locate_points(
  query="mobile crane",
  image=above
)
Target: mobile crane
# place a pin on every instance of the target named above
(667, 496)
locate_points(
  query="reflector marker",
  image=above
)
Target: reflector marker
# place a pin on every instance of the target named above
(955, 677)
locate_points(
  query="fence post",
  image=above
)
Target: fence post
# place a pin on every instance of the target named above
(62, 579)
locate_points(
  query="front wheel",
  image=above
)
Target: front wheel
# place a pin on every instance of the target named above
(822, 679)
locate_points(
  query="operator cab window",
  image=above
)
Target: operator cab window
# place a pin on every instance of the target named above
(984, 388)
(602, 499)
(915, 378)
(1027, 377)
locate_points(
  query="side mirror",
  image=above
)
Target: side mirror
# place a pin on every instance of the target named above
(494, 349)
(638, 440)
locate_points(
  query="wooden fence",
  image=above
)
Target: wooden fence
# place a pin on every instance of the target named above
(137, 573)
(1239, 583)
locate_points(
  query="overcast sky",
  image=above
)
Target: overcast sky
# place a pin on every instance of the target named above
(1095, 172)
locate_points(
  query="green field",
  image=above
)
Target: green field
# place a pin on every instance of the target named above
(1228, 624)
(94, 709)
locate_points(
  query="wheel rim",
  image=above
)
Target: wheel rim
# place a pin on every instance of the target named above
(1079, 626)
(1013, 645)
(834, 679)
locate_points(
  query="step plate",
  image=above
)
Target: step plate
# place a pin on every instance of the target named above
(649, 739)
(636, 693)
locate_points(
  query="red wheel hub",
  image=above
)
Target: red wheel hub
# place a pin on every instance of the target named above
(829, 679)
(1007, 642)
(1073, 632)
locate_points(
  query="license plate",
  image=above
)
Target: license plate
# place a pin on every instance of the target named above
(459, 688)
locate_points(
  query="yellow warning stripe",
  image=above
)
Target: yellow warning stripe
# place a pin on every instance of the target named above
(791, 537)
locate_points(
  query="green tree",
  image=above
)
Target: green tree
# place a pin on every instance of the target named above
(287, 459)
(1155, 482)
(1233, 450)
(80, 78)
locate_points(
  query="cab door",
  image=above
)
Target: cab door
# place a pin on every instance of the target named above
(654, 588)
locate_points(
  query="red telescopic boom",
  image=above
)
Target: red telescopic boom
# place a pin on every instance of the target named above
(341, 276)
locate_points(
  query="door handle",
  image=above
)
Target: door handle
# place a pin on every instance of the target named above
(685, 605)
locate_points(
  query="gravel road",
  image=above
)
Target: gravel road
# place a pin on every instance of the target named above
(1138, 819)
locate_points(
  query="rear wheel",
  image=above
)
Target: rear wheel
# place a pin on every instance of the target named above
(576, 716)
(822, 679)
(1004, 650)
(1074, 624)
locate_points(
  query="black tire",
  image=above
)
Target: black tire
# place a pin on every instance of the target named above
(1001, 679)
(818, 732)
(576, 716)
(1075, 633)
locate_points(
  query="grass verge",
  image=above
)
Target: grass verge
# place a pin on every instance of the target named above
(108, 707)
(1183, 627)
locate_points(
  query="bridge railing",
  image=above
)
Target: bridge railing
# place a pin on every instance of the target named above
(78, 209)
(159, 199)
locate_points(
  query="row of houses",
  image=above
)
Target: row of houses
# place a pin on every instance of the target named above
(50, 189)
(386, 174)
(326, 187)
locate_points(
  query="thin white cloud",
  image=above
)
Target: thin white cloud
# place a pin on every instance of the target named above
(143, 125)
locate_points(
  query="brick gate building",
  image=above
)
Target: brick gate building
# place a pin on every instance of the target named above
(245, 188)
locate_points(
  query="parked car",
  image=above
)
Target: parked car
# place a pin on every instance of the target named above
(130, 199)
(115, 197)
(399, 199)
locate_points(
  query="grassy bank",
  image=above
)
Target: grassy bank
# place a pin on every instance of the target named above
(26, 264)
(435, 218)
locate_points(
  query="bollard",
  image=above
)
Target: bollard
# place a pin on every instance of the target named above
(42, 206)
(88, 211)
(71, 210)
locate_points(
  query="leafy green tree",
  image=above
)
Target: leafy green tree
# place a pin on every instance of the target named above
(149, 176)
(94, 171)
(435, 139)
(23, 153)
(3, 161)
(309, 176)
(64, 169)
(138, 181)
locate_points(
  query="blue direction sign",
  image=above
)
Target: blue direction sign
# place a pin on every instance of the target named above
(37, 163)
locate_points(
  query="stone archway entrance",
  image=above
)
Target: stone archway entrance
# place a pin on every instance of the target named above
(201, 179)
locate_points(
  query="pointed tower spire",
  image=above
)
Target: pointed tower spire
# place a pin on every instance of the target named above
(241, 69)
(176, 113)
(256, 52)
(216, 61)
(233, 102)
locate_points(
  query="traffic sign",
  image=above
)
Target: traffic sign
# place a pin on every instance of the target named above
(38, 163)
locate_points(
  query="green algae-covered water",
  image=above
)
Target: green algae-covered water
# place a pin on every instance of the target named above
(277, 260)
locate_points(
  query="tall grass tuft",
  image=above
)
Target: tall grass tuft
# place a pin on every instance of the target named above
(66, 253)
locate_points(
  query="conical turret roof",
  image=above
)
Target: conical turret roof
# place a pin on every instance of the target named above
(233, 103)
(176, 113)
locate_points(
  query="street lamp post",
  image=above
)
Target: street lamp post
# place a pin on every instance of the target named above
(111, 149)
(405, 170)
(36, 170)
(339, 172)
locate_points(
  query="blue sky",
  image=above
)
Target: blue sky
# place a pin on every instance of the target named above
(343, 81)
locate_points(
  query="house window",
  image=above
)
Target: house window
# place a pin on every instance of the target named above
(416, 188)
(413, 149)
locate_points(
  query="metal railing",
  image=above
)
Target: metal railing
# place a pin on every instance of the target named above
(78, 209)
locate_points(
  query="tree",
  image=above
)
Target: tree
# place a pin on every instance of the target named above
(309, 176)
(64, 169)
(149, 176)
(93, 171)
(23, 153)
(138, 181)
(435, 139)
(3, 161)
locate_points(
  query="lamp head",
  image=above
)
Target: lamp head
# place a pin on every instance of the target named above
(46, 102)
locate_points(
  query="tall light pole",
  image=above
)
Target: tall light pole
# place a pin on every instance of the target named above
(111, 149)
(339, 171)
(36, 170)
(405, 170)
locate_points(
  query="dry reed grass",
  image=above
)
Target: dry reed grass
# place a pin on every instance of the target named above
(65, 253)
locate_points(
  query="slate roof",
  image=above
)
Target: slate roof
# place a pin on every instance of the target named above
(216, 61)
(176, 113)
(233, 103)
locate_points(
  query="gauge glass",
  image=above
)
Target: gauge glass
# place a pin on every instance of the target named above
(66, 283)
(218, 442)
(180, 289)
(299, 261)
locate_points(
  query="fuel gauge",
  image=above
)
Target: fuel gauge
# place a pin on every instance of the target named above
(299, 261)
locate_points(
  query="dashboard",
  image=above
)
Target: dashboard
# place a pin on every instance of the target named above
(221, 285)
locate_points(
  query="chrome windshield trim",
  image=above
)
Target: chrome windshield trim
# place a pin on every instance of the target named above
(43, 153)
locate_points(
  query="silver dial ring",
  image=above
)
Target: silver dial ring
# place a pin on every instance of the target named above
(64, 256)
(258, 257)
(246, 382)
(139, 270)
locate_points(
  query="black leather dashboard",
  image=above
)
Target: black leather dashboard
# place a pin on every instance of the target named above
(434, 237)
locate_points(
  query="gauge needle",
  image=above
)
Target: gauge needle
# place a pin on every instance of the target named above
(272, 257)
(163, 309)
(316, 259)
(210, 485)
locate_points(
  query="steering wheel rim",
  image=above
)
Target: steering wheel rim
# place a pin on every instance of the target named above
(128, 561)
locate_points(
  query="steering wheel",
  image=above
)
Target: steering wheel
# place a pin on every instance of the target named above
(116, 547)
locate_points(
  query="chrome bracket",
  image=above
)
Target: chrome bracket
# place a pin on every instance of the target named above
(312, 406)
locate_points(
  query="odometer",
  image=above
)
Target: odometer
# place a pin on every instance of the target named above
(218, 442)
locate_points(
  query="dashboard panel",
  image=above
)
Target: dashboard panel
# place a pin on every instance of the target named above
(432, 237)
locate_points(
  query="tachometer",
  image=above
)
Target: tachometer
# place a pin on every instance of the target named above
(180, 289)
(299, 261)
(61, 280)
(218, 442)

*TASK GOAL*. Tell how many lines in the entries above include the word "handle", and respond with the number alone.

*EXERCISE ANSWER*. 2